- Task brief
Please write out the whole notebook excerpt on enriched customer and product tables, word for word.

- Extract provided
◇ ◇ ◇

# Task 2: Create Enriched Tables for Customers and Products

This notebook creates enriched tables with calculated metrics, customer segmentation, and product performance analysis.

## Objectives:
- Enrich customer data with purchase behavior and segmentation
- Enhance product data with sales performance and profitability metrics
- Calculate derived metrics like Customer Lifetime Value, RFM scores
- Implement business logic for customer and product classification

In [None]:
# Import required libraries
import sys
import os
sys.path.append(os.path.dirname(os.path.dirname(os.path.abspath('__file__'))))

from pyspark.sql import SparkSession
from pyspark.sql.types import *
from pyspark.sql.functions import col, sum as spark_sum, count, avg, max as spark_max, when, lit, round as spark_round
from src.processing import init_spark, get_customer_metrics, analyze_product_performance
from src.config import BusinessConfig

# Initialize Spark session
spark = init_spark("Task2_EnrichedTables")
print(" Spark session initialized successfully")

In [None]:
# Load raw data (from Task 1 or sample data)
print(" Loading Raw Data...")

# Sample data for demonstration
customer_data = [
    (1, "John Doe", "USA"),
    (2, "Jane Smith", "UK"), 
    (3, "Bob Wilson", "Canada"),
    (4, "Alice Brown", "USA"),
    (5, "Charlie Davis", "Germany")

◇ ◇ ◇

Pointing dataset records:

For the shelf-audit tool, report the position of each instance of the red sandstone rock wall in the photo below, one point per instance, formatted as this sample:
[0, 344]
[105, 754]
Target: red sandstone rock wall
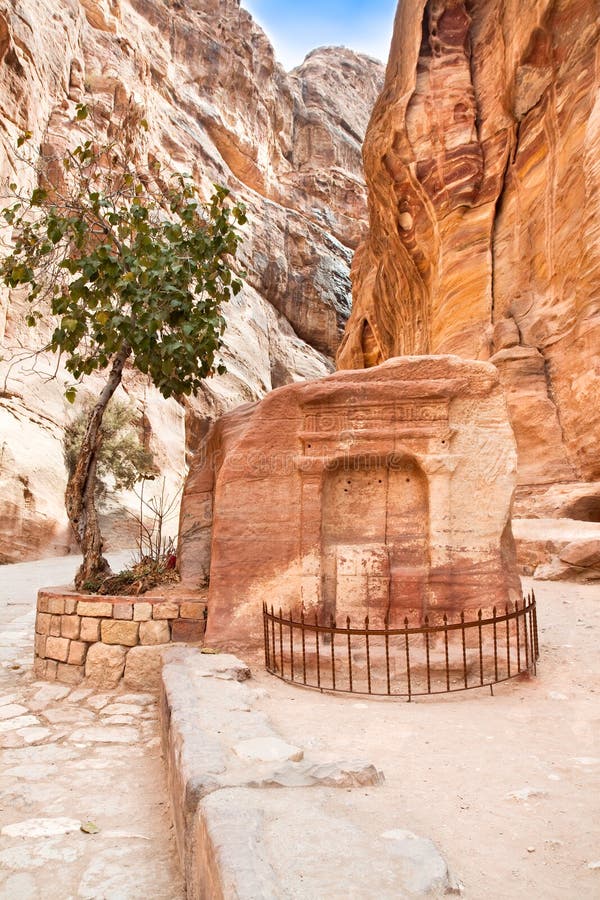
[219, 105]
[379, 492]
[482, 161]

◇ ◇ ◇

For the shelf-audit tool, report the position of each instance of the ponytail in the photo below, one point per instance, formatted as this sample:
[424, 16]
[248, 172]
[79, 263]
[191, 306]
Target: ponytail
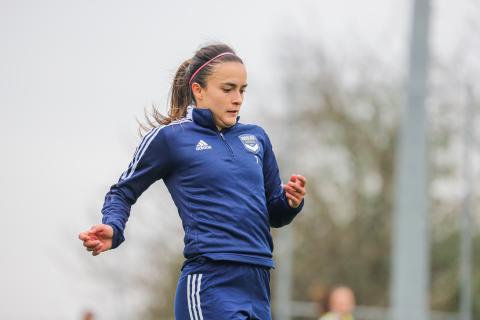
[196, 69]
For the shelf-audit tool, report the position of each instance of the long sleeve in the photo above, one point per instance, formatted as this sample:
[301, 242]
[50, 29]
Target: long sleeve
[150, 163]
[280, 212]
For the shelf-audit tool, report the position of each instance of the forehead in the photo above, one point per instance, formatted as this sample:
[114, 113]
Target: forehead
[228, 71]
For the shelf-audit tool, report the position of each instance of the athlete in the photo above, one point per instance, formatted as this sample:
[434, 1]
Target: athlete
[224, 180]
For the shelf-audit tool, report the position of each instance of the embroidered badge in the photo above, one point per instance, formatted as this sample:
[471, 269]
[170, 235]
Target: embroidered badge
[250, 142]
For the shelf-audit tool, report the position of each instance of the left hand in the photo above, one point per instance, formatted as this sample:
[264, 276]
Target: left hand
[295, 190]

◇ ◇ ◇

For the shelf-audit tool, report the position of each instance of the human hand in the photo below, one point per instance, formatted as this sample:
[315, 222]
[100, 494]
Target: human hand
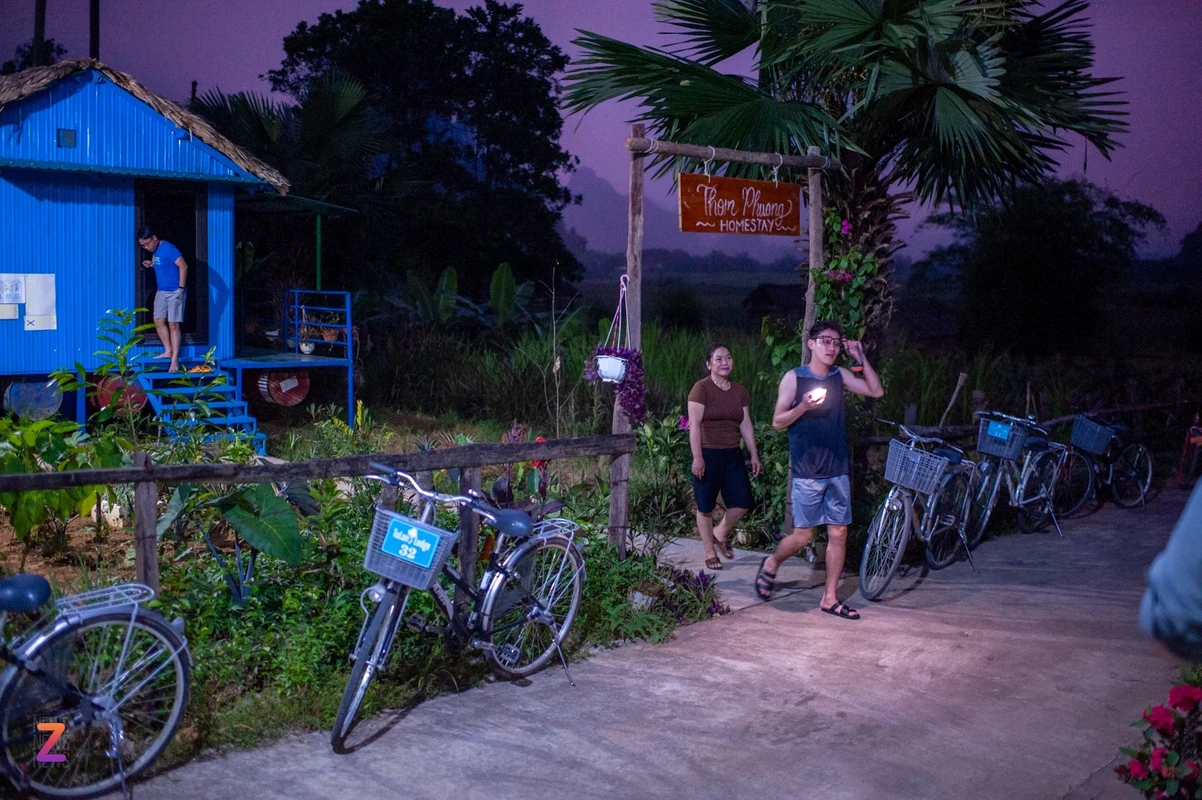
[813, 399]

◇ ◇ ◇

- Answer to this task
# Task 2: Create Enriched Tables for Customers and Products

This notebook creates enriched tables with calculated metrics, customer segmentation, and product performance analysis.

## Objectives:
- Enrich customer data with purchase behavior and segmentation
- Enhance product data with sales performance and profitability metrics
- Calculate derived metrics like Customer Lifetime Value, RFM scores
- Implement business logic for customer and product classification

In [None]:
# Import required libraries
import sys
import os
sys.path.append(os.path.dirname(os.path.dirname(os.path.abspath('__file__'))))

from pyspark.sql import SparkSession
from pyspark.sql.types import *
from pyspark.sql.functions import col, sum as spark_sum, count, avg, max as spark_max, when, lit, round as spark_round
from src.processing import init_spark, get_customer_metrics, analyze_product_performance
from src.config import BusinessConfig

# Initialize Spark session
spark = init_spark("Task2_EnrichedTables")
print(" Spark session initialized successfully")

In [None]:
# Load raw data (from Task 1 or sample data)
print(" Loading Raw Data...")

# Sample data for demonstration
customer_data = [
    (1, "John Doe", "USA"),
    (2, "Jane Smith", "UK"), 
    (3, "Bob Wilson", "Canada"),
    (4, "Alice Brown", "USA"),
    (5, "Charlie Davis", "Germany")